▶ WRITTEN PROBLEM:
Transcribe the material in full, exactly as written.

▶ DATA PROVIDED:
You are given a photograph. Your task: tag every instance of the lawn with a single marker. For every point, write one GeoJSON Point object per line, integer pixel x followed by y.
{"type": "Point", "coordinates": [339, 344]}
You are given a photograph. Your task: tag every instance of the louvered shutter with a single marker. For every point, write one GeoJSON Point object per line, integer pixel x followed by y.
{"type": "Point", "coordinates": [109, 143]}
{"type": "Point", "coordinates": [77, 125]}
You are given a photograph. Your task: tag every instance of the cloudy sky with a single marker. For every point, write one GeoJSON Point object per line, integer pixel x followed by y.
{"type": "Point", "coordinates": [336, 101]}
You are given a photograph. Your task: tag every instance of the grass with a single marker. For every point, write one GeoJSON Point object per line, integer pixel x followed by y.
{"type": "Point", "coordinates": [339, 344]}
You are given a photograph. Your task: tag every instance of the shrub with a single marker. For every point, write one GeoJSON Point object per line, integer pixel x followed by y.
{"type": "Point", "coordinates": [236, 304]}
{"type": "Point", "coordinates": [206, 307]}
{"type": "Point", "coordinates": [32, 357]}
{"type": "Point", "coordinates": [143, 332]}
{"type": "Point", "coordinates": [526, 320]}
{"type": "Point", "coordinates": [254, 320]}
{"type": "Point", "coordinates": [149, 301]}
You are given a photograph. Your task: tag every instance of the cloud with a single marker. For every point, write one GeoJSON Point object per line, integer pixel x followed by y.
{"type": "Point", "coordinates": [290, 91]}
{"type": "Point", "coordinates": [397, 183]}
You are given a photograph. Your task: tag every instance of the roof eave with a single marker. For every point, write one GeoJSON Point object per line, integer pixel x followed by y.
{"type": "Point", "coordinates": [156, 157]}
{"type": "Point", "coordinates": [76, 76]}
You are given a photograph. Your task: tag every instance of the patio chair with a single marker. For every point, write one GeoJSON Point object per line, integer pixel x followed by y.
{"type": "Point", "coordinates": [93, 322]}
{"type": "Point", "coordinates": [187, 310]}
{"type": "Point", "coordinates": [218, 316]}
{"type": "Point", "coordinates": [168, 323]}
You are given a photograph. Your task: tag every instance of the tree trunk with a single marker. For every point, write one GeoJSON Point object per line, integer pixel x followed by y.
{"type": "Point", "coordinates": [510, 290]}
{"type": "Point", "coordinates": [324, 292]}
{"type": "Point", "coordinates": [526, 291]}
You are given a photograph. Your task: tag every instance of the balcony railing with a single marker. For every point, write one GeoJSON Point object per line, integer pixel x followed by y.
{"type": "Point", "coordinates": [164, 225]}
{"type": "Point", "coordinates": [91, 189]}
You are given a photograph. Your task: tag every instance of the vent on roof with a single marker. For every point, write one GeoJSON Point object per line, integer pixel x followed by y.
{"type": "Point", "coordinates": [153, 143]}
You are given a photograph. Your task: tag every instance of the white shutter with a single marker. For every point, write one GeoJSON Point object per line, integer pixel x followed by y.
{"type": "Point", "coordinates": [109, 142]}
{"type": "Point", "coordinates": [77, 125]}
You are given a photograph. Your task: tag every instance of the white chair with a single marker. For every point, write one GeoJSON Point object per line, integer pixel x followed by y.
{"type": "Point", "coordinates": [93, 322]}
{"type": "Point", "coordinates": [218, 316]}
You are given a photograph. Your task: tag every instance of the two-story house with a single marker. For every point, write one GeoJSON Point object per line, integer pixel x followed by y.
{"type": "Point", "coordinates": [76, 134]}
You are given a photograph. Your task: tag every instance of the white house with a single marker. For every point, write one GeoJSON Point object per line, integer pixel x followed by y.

▶ REPLY:
You are given a photograph. Your task: tag every instance of the lawn with a single marker. For every point, write one GeoJSON Point object per line, integer pixel x followed by y.
{"type": "Point", "coordinates": [339, 344]}
You are given a photograph. Your task: tag every instance of the louvered shutter with a single marker. For every point, write one GeoJSON Point object per line, integer pixel x followed by y.
{"type": "Point", "coordinates": [109, 143]}
{"type": "Point", "coordinates": [77, 125]}
You are given a photograph. Your task: tag every instance of the cloudy sky with a single marker. For every point, write one GeoJSON Point object per line, integer pixel x followed by y.
{"type": "Point", "coordinates": [336, 101]}
You are given a photograph. Your task: tag every instance of the grass with a single marker. For every point, write one GeoJSON Point object per line, integer pixel x followed by y.
{"type": "Point", "coordinates": [339, 344]}
You are given a photograph. Your task: tag every instance of the shrub with a single marker. For every point, write one GeoJSON Point object per line, integer pixel x followed by y.
{"type": "Point", "coordinates": [236, 304]}
{"type": "Point", "coordinates": [206, 307]}
{"type": "Point", "coordinates": [32, 357]}
{"type": "Point", "coordinates": [143, 332]}
{"type": "Point", "coordinates": [526, 320]}
{"type": "Point", "coordinates": [254, 320]}
{"type": "Point", "coordinates": [149, 301]}
You are given a photograph. Your task: tag every instance of the cloud with a single marker. For every point, write one GeoJSON Point object per line, integer pixel x followed by y.
{"type": "Point", "coordinates": [290, 91]}
{"type": "Point", "coordinates": [397, 183]}
You are given a photograph. Your task: tag every instance of the roof eave with a single marker. For every point, write one GeoJSON Point object per line, integer pixel x followed by y.
{"type": "Point", "coordinates": [156, 157]}
{"type": "Point", "coordinates": [76, 76]}
You are given a photograph. Your task: tag every instance of the patio chair with a single marker. For every point, write one GeoJSON Point object per line, integer pixel x followed by y.
{"type": "Point", "coordinates": [93, 322]}
{"type": "Point", "coordinates": [187, 310]}
{"type": "Point", "coordinates": [218, 316]}
{"type": "Point", "coordinates": [168, 323]}
You are given a photograph. Your task: tag every instance of the tree trunk with a single marker. For every point, write one GeoJSON Point object per line, integer pixel x followed by y.
{"type": "Point", "coordinates": [510, 290]}
{"type": "Point", "coordinates": [324, 292]}
{"type": "Point", "coordinates": [526, 291]}
You are given a photograph. Your task: tag every instance of the balcony railing with a single marker. For every point, write one GeoJSON Point object per line, integer pixel x followed by y.
{"type": "Point", "coordinates": [164, 225]}
{"type": "Point", "coordinates": [91, 189]}
You are given a photograph. Your task: tag every instance of the vent on roof with a single marker. For every point, write one GeoJSON Point object per line, integer pixel x followed by y.
{"type": "Point", "coordinates": [153, 143]}
You are given a photograph. Your task: tag every instance of the white shutter with a single marker. For every point, write one GeoJSON Point object per line, integer pixel x followed by y.
{"type": "Point", "coordinates": [109, 142]}
{"type": "Point", "coordinates": [77, 125]}
You are given a photograph. Your task: tag every instance of the white chair with a single marker. For every point, write one GeoJSON Point object per line, integer pixel x followed by y.
{"type": "Point", "coordinates": [93, 322]}
{"type": "Point", "coordinates": [218, 316]}
You are given a photograph. Your task: tag every instance of the two-story house with a single marker. For every point, write one GeoJSON Point object per line, integer pixel x followed by y.
{"type": "Point", "coordinates": [76, 134]}
You are given a photograph. Your task: tag every instance of the white house with a single marker. For every point, write one GeoJSON Point object per line, integer pixel x followed by y.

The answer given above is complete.